* [ACTION ITEM]: From the post on bigotry and threats, copy word for word the part between "UPDATE: Below I" and "society is wrong.", inclusive.

* [PASSAGE TO READ]:
= Beginning of Section =
UPDATE: Below I linked to a blogger I called George (he posted anonymously) and quoted a piece he wrote.  The blog has since been deleted.  The cache of that blog post is here.

I believe that people who consider themselves to be good people believe that racism, homophobia (sadly to a lesser extent biphobia and transphobia generally), and sexism are bad things.  I wouldn’t say that people who think that racism, homophobia, biphobia, transphobia and sexism are ok are entirely bad people, they’re probably very nice to some people, but they’re certainly not the type of people that I want to hang around with.  Anyone who thinks that their feelings about certain things trump the actual rights of others to exist and participate fully in society is wrong.

Why do I write this, this which would seem to be bleedingly obvious?  Because there are people who seem to think that threatening people who think that racism, sexism, homophobia, biphobia or transphobia is bad, is entirely justified.  Some people think that threats of sexual harm, death, and threats against family members are ok, because just because someone holds a different belief system to them.
= End of Section =
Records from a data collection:
= Beginning of Section =
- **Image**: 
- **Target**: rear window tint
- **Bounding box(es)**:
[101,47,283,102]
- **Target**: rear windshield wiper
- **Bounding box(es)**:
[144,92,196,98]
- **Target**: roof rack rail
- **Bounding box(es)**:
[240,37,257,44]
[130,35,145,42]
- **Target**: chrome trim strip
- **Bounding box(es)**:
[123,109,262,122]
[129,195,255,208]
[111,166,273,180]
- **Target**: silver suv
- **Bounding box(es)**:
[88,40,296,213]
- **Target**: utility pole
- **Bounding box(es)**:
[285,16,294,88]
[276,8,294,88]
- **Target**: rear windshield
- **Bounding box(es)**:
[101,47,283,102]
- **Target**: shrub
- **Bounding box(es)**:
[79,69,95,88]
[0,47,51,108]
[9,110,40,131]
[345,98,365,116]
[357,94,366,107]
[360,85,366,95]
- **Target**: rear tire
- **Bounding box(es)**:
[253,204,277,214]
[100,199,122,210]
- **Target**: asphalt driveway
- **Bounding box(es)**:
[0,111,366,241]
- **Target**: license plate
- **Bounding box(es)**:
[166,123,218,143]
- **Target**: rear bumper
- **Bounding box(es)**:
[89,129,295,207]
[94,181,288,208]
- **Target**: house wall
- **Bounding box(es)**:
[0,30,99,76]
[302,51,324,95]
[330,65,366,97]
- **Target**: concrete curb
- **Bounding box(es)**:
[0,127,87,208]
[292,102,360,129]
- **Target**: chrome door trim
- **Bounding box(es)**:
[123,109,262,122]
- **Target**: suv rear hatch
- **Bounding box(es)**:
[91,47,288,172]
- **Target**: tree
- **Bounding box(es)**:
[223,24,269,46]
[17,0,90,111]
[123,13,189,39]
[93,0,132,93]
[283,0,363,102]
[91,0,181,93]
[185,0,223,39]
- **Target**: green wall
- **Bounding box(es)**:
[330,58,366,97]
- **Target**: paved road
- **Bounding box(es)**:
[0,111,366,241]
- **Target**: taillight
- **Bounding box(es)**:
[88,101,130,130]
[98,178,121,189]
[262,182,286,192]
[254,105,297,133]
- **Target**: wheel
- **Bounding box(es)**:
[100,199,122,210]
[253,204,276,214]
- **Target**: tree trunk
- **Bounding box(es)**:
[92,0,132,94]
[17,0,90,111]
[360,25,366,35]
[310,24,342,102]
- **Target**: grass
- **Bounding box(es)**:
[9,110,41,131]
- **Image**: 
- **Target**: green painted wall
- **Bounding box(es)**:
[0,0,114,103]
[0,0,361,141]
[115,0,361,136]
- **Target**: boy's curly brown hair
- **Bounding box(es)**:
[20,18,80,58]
= End of Section =
* [WRITTEN REPLY]:
UPDATE: Below I linked to a blogger I called George (he posted anonymously) and quoted a piece he wrote.  The blog has since been deleted.  The cache of that blog post is here.

I believe that people who consider themselves to be good people believe that racism, homophobia (sadly to a lesser extent biphobia and transphobia generally), and sexism are bad things.  I wouldn’t say that people who think that racism, homophobia, biphobia, transphobia and sexism are ok are entirely bad people, they’re probably very nice to some people, but they’re certainly not the type of people that I want to hang around with.  Anyone who thinks that their feelings about certain things trump the actual rights of others to exist and participate fully in society is wrong.